» **Text section**:
Obamaneycare: Trotskyite Takeover or Big Company Bail out?

Mike Miliard | Government Health IT | June 15, 2012

It's almost too perfect. Of all the GOP candidates President Barack Obama could possibly face in the 2012 election, he's been matched against Mitt Romney. As presidential opponents tend to be, Romney and Obama are on opposite sides of nearly every policy issue – not least, if only ostensibly, healthcare.

Except for one uncomfortable fact. Obamacare – the "Crown Jewel of Socialism" (in Michele Bachmann's famous turn of phrase), which has been decried by many on the right as nothing short of socioeconomic Armageddon – is based almost exactly on the healthcare law Romney spearheaded as governor of Massachusetts in 2006.

It's an ironic and vexing state of affairs. A fact that Romney has tried to deflect, deny and otherwise shy away from thus far on the campaign trail. For that precise reason, of course, it's a fact Obama has been all to happy to highlight – never missing a chance to tweak Romney with reminders of his former self. In April, for instance, on the sixth anniversary of the Bay State's healthcare reform law, the Obama camp released an ad spotlighting the many things the two laws have in common.

» **Extracted entries**:
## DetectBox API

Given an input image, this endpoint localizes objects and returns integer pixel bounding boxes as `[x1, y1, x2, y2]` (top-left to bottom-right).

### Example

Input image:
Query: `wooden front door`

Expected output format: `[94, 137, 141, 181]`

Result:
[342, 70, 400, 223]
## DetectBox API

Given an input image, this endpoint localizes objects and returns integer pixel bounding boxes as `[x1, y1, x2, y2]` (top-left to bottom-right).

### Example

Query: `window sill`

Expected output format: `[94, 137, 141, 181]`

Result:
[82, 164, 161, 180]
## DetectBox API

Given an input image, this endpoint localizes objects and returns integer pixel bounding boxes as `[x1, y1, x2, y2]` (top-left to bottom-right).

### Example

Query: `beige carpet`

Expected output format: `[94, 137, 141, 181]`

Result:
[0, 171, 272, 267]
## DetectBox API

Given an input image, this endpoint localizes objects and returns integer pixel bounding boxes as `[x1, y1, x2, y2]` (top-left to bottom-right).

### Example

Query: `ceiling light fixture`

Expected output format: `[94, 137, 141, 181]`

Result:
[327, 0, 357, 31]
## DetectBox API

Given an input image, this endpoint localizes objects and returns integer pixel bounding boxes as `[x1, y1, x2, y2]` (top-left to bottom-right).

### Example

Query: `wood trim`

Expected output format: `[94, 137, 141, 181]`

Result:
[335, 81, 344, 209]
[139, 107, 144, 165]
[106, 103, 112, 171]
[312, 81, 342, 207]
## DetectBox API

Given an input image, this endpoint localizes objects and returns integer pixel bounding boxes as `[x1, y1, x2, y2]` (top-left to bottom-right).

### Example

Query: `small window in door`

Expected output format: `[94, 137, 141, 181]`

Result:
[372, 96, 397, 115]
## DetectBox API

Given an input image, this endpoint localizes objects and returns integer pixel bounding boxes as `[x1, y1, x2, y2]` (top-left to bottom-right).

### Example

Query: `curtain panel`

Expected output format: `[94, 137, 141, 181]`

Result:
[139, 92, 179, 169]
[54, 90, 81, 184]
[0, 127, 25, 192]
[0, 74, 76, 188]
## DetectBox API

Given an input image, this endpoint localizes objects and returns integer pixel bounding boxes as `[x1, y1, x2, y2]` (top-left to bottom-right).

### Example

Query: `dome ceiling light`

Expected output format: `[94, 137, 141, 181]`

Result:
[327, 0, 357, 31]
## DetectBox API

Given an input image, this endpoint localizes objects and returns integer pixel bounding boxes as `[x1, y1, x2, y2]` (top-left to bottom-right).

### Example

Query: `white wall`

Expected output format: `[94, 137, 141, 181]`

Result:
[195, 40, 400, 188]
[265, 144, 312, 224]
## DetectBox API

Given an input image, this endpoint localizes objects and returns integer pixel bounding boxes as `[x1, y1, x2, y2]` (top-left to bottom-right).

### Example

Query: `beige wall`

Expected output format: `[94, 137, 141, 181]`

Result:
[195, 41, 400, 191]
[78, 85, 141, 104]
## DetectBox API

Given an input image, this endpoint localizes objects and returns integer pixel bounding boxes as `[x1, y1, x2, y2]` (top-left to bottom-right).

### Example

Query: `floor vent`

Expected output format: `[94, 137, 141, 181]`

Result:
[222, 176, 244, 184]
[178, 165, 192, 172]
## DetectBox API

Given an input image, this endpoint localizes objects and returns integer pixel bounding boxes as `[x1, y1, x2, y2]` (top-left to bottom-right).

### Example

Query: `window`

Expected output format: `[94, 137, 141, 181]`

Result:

» **Exercise instructions**:
Return, unchanged, the part of the article on Obamacare and Romney's Massachusetts law that opens with the words containing "It's an ironic" and closes with "have in common.".

» **Full output**:
It's an ironic and vexing state of affairs. A fact that Romney has tried to deflect, deny and otherwise shy away from thus far on the campaign trail. For that precise reason, of course, it's a fact Obama has been all to happy to highlight – never missing a chance to tweak Romney with reminders of his former self. In April, for instance, on the sixth anniversary of the Bay State's healthcare reform law, the Obama camp released an ad spotlighting the many things the two laws have in common.